**Exercise instructions**
1) Retype, word for word, the part of the article on the European Central Bank that opens with the words containing "The Frankfurt-based bank" and closes with "is especially vulnerable.".
2) In the article on the European Central Bank, in which city is the bank based?
3) Carry on the article on the European Central Bank, beginning after its final sentence.

**Reading passage**

..............................

Philip Lane has been forced to intervene as the ECB scrambles after a rate meeting misstep that sent markets tumbling.
That was after his boss, the new head of the European Central Bank Christine Lagarde made what independent economists dubbed a “rookie mistake” yesterday when the bank announced its policy response to the coronavirus outbreak.
The Frankfurt-based bank was desperately trying to walk back Christine Lagarde’s comments in a press conference after markets fell when she said “we are not here to close spreads, there are other tools and other actors to deal with these issues”.
That along with the surprise decision by the ECB not to cut its interest rates was interpreted by financial markets, which have been in freefall all week due to concerns over the coronavirus, as signaling that the bank would step in forcefully to help Italy whose economy is especially vulnerable.
On Friday, the ECB’s Irish Chief Economist Philip Lane issued a blog, itself a first, in which he explained the bank’s decisions which stood in stark contrast the dramatic actions of the Federal Reserve that went early with a massive interest rate as well as the Bank of England which cut at its most recent meeting.
"We will not tolerate any risks to the smooth transmission of our monetary policy in all jurisdictions of the euro area," ECB chief economist Philip Lane said on Friday in the blog.

..............................

**Supplied entries**
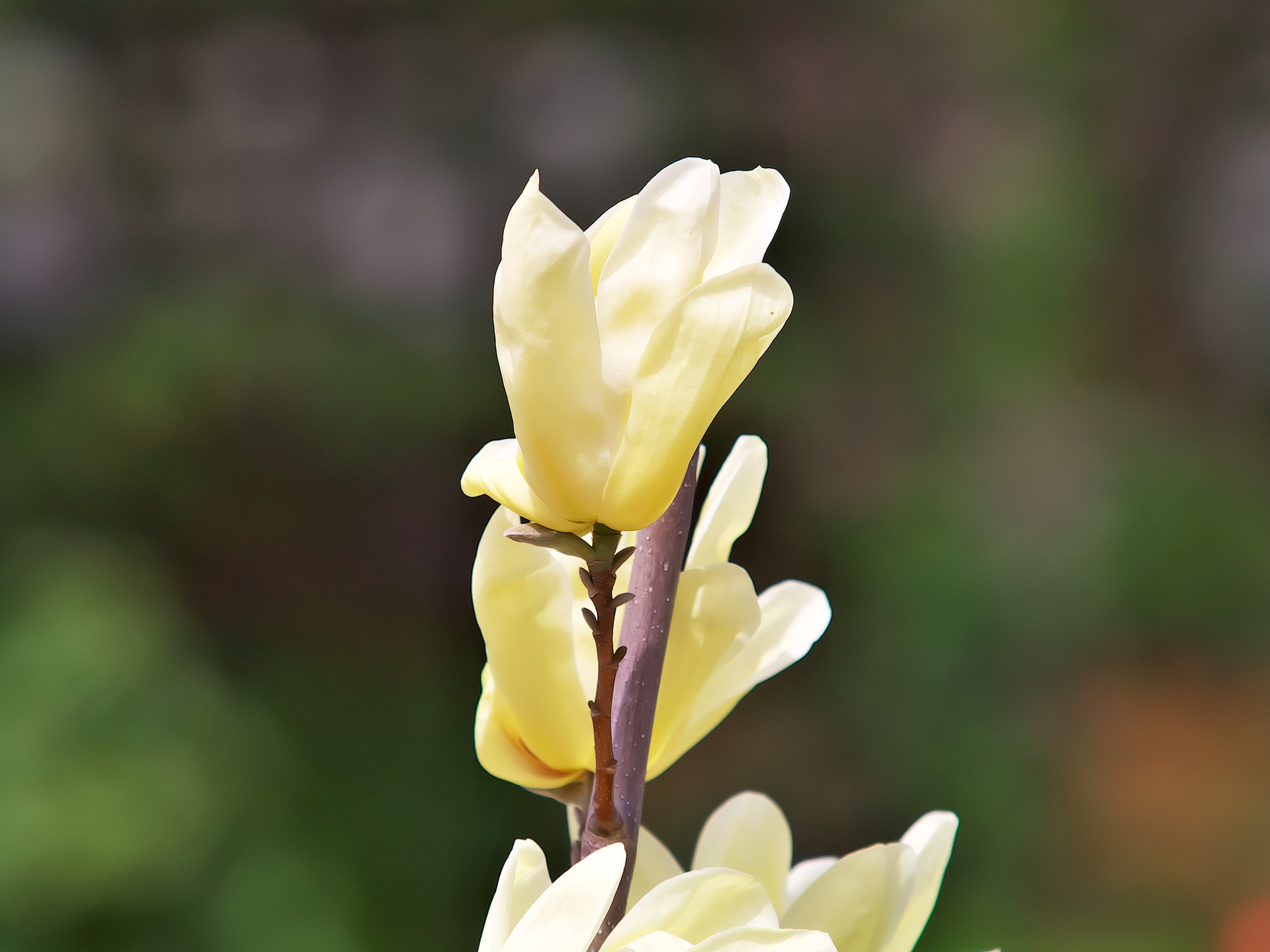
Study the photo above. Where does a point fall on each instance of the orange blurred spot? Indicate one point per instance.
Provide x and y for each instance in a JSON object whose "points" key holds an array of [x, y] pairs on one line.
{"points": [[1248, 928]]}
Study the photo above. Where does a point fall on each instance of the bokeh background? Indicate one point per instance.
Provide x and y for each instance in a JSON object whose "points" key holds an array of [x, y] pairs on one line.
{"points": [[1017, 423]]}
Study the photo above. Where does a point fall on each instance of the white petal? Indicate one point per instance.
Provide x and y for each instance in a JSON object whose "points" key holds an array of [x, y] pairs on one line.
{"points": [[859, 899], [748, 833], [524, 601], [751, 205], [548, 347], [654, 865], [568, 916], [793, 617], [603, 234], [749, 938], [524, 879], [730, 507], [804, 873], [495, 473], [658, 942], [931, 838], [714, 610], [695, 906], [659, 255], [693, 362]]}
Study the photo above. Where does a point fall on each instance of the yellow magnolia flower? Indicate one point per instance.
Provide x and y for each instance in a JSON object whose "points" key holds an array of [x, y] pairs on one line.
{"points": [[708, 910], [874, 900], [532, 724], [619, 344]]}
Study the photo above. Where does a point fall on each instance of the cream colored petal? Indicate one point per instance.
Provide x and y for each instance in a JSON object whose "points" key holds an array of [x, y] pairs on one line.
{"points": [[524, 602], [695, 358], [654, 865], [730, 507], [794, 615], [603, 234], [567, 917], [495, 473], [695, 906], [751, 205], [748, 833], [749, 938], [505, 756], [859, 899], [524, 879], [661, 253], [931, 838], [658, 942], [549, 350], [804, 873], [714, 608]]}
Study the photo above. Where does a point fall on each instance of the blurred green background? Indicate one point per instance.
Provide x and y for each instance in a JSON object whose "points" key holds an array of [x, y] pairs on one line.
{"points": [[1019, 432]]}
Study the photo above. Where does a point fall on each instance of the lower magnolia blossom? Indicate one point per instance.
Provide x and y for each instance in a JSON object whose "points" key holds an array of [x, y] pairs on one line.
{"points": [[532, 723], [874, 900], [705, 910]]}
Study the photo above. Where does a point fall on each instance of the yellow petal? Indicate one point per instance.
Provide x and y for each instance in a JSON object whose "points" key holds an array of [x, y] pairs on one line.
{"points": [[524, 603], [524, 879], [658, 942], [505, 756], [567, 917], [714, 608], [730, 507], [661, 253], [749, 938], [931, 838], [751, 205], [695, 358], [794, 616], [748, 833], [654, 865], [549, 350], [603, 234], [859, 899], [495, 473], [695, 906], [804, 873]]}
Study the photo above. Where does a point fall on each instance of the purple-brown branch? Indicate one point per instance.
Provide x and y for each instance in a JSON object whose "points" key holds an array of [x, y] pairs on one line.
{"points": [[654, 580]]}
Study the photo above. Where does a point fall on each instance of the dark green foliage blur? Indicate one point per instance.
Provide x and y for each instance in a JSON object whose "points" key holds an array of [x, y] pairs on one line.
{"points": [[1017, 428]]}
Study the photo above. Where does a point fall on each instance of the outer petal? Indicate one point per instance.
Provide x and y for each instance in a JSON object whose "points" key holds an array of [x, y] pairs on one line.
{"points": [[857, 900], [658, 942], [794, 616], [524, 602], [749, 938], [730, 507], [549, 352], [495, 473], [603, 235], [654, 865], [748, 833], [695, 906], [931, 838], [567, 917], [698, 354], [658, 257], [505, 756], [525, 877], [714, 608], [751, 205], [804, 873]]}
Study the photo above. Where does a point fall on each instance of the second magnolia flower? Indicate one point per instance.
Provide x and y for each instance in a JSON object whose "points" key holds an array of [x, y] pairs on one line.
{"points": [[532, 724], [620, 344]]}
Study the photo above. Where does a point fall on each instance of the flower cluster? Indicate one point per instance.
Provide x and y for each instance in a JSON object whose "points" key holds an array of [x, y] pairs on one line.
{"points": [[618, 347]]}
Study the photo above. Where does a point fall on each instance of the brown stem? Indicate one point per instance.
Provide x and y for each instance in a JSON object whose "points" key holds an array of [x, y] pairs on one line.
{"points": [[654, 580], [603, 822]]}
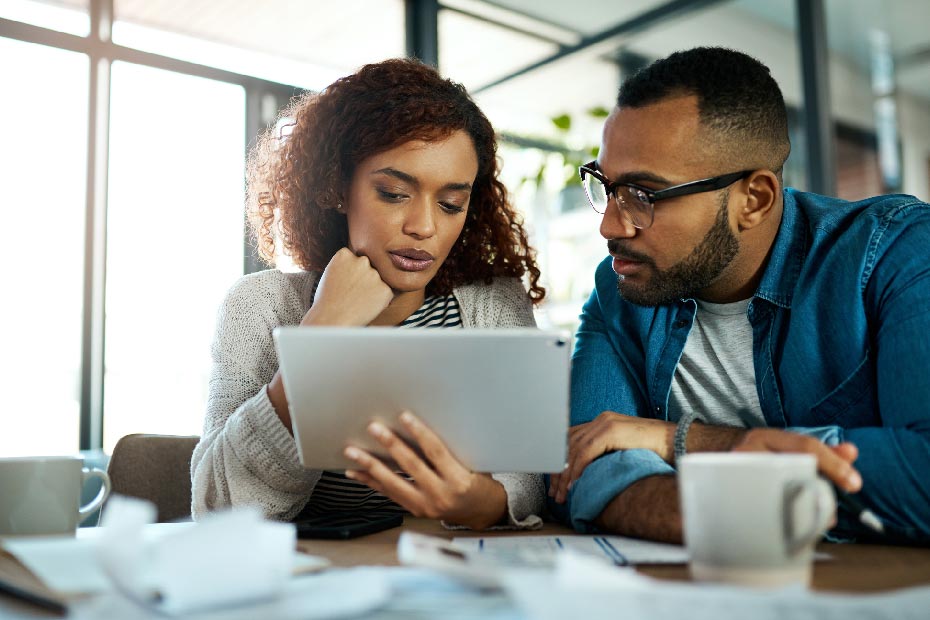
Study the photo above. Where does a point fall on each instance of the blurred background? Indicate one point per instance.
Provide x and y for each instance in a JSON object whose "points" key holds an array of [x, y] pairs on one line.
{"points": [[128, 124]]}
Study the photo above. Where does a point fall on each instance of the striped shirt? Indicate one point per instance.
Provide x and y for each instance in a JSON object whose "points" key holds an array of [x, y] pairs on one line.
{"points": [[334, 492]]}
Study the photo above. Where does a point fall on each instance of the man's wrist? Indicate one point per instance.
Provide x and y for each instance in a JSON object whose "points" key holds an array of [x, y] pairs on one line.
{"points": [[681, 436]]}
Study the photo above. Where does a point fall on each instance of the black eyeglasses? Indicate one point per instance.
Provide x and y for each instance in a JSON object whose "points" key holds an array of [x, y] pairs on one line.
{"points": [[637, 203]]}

..............................

**Written answers**
1)
The Frankfurt-based bank was desperately trying to walk back Christine Lagarde’s comments in a press conference after markets fell when she said “we are not here to close spreads, there are other tools and other actors to deal with these issues”.
That along with the surprise decision by the ECB not to cut its interest rates was interpreted by financial markets, which have been in freefall all week due to concerns over the coronavirus, as signaling that the bank would step in forcefully to help Italy whose economy is especially vulnerable.

2) Frankfurt

3)
"We clearly stand ready to do more and adjust all of our instruments, if needed to ensure that the elevated spreads that we see in response to the acceleration of the spreading of the coronavirus do not undermine transmission," Lane said in a blog post, a new communication tool for the ECB.
Lagarde was criticised by both economists and politicians for her comments about spreads, as Italy is so far facing the biggest disruption in Europe from the coronavirus.
The ECB chief’s lack of experience compared with her predecessor Mario Draghi who is credited with rescuing the euro and whose term in office ended late last year, was shown as Lagarde had to put in a TV interview with CNBC to try and roll back the damage her earlier had inflicted on the institution’s credibility.
As well as Lane, the ECB rolled out French central bank chief Francois Villeroy de Galhau to speak in a damage control exercise.